Add -75 to every point coordinate in the answers, then write out again every line from the one holding "Can you find the ski" through the end of the rows, inclusive, with the requests included.

╔══

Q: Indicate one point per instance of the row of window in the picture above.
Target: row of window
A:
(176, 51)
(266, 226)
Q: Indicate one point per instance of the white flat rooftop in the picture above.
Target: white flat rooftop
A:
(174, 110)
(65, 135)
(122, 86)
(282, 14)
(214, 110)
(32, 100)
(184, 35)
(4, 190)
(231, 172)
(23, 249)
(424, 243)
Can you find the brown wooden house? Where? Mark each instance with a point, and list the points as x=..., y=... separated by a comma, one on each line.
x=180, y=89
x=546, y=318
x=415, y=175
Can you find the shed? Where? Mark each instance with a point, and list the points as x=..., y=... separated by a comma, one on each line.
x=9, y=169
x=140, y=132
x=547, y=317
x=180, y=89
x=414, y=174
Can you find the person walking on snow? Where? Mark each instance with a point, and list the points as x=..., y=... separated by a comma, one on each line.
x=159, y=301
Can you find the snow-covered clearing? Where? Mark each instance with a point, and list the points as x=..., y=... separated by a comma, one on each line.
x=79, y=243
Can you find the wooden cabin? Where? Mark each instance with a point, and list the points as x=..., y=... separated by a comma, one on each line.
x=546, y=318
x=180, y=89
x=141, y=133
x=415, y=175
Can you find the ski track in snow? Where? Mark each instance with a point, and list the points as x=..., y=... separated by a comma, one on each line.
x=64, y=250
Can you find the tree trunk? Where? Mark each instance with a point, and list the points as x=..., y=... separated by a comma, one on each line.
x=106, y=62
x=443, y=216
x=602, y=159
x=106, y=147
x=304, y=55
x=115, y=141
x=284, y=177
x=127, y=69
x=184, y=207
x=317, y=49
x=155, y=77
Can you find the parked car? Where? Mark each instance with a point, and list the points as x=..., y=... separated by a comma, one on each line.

╚══

## Solution to this exercise
Can you find the ski track in snow? Where? Mark each instance with a point, and list the points as x=..., y=... separated by a comma, one on each line.
x=-11, y=175
Can you find the tree trunk? Where? Mark each instance with a point, and list the points as x=..., y=... separated by a comma, one on each line.
x=31, y=-13
x=368, y=141
x=527, y=84
x=31, y=72
x=229, y=-20
x=40, y=66
x=209, y=102
x=52, y=-6
x=109, y=132
x=242, y=-26
x=80, y=2
Can you find the parked car? Where? Mark each instance with a point, and list the points as x=..., y=... separated by a comma, one on each line.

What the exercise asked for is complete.